-------- Supplied entries --------

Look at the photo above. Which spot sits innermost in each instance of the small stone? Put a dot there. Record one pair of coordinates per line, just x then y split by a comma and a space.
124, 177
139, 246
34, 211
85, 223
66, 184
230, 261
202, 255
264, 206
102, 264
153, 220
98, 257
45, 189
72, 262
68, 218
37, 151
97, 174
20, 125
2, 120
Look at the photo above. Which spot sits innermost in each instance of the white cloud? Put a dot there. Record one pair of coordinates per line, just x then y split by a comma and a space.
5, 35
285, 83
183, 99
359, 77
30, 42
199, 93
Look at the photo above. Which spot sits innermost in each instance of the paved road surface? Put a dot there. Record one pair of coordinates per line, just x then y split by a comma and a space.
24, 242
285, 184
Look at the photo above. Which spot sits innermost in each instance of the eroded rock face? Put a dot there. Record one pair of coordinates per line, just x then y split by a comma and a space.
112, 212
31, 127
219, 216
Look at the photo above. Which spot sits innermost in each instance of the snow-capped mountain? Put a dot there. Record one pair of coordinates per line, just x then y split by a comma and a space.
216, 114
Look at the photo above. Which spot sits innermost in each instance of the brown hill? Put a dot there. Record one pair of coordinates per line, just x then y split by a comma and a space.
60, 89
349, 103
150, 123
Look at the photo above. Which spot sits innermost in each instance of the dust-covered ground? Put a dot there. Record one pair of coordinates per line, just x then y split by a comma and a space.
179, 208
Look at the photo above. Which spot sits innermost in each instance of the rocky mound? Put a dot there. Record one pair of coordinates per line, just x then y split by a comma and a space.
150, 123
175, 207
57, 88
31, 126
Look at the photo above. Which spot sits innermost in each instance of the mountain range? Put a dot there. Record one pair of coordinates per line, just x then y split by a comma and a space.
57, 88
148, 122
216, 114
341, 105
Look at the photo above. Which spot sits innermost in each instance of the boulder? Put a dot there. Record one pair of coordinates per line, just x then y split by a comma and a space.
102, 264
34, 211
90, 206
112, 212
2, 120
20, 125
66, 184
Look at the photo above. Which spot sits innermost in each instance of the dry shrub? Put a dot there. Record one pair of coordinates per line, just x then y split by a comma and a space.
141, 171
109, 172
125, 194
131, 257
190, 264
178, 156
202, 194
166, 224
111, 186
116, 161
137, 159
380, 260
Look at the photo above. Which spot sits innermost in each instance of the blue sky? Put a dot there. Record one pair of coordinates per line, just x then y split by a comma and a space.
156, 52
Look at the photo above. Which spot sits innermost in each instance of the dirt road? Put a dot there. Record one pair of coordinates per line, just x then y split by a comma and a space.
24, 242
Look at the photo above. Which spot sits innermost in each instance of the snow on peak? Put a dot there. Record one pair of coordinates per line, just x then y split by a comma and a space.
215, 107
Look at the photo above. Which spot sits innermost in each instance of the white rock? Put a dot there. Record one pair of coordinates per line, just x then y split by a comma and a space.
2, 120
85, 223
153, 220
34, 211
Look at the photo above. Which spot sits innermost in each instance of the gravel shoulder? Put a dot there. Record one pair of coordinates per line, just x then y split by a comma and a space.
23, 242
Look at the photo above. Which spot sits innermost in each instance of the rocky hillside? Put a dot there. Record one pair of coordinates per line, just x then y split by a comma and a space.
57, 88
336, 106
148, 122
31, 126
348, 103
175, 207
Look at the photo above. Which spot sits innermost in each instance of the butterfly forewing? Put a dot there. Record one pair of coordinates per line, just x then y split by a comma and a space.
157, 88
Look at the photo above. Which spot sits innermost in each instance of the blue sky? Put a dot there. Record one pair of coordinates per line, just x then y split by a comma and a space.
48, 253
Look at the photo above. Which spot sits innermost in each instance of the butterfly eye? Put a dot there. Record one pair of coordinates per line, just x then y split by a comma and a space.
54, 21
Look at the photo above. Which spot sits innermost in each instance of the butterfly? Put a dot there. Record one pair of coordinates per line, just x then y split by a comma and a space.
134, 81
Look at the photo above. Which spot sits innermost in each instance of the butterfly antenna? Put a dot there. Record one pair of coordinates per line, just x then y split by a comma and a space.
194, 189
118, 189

--------
-------- Supplied entries --------

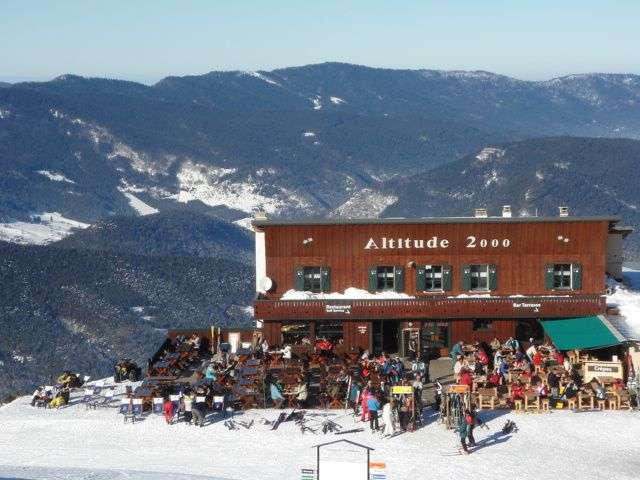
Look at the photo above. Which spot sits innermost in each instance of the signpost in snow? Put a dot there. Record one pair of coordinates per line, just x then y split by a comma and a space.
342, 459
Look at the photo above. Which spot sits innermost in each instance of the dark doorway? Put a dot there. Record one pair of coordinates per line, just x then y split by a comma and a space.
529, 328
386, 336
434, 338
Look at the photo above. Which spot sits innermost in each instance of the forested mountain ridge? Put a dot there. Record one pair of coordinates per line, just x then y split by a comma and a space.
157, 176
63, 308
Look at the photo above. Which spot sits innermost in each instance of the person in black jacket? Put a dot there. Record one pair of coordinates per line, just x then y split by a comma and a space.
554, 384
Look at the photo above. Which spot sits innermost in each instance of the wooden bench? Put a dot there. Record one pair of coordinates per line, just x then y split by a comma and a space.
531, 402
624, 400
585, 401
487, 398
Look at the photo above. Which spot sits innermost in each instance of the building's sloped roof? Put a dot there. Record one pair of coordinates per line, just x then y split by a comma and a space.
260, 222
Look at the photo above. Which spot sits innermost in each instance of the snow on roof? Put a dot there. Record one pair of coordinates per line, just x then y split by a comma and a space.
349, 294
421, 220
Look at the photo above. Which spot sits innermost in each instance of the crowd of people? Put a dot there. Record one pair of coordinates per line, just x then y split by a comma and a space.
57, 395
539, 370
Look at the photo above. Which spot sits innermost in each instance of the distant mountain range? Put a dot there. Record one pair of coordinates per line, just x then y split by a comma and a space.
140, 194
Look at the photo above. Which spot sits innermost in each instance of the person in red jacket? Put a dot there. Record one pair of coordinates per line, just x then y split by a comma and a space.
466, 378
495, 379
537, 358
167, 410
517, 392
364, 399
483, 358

--------
-------- Supplied entries --------

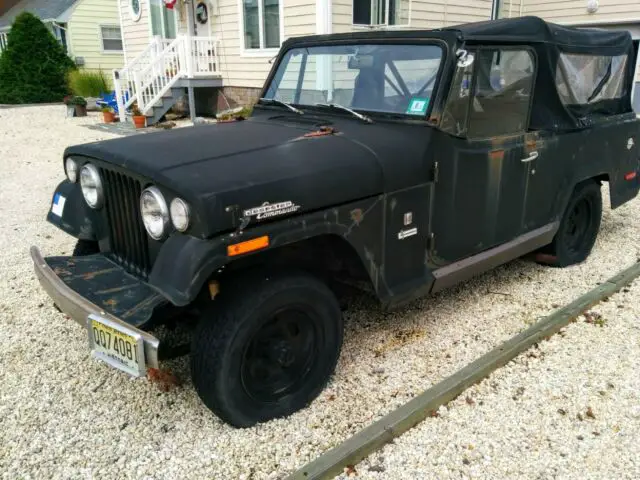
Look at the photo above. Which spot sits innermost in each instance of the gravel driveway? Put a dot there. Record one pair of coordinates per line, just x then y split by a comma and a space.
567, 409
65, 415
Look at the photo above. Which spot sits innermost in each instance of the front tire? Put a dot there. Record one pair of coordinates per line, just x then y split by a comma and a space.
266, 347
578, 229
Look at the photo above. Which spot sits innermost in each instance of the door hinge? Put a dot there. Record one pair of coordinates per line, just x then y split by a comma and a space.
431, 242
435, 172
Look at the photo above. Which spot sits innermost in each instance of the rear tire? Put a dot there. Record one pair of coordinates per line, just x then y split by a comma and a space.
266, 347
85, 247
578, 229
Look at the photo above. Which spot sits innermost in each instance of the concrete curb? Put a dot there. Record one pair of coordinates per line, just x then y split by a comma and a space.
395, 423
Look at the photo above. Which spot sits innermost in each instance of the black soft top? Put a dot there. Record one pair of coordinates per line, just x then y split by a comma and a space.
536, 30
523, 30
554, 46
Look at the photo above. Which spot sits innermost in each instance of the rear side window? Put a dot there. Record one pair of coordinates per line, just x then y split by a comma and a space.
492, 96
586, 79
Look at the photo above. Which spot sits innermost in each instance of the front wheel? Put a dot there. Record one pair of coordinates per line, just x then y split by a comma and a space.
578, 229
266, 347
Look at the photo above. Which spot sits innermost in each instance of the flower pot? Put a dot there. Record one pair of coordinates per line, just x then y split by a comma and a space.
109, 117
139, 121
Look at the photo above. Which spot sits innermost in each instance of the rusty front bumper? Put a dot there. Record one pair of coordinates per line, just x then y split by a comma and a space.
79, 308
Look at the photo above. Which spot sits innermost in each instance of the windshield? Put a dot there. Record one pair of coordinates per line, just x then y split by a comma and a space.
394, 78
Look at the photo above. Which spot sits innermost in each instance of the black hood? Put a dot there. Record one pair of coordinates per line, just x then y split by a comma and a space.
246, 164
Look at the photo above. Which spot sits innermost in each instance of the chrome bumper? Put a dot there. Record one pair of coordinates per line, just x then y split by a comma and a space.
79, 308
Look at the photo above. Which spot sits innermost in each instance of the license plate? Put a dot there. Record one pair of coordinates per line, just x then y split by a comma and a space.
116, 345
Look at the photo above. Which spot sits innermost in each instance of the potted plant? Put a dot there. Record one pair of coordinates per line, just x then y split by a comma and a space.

--------

__What this task involves__
Report every line of the records above that contains the word "butterfly", matching its case exactly.

__Response for this exercise__
Look at the photo above. Which spot sits innermost in each instance of the butterfly forewing? Put a dot there. Record one pair of coordinates per line, just x then y split by a comma and a space.
Look at the photo above. Which spot sits innermost in each instance of the butterfly eye? Put a dot there. Record one pair of coordinates per line, just x then y split by a comma and a space.
Look at the photo above. Which spot sits innermost in each instance of the butterfly? Put a dot there. Record one pair of coordinates per line, just x then y split by a comma and a space.
Look at the photo above. Which spot sits innermost in each instance of the butterfly antenna? Put a dot there. Record one pair of coordinates per line, just x then y split by a comma and a space.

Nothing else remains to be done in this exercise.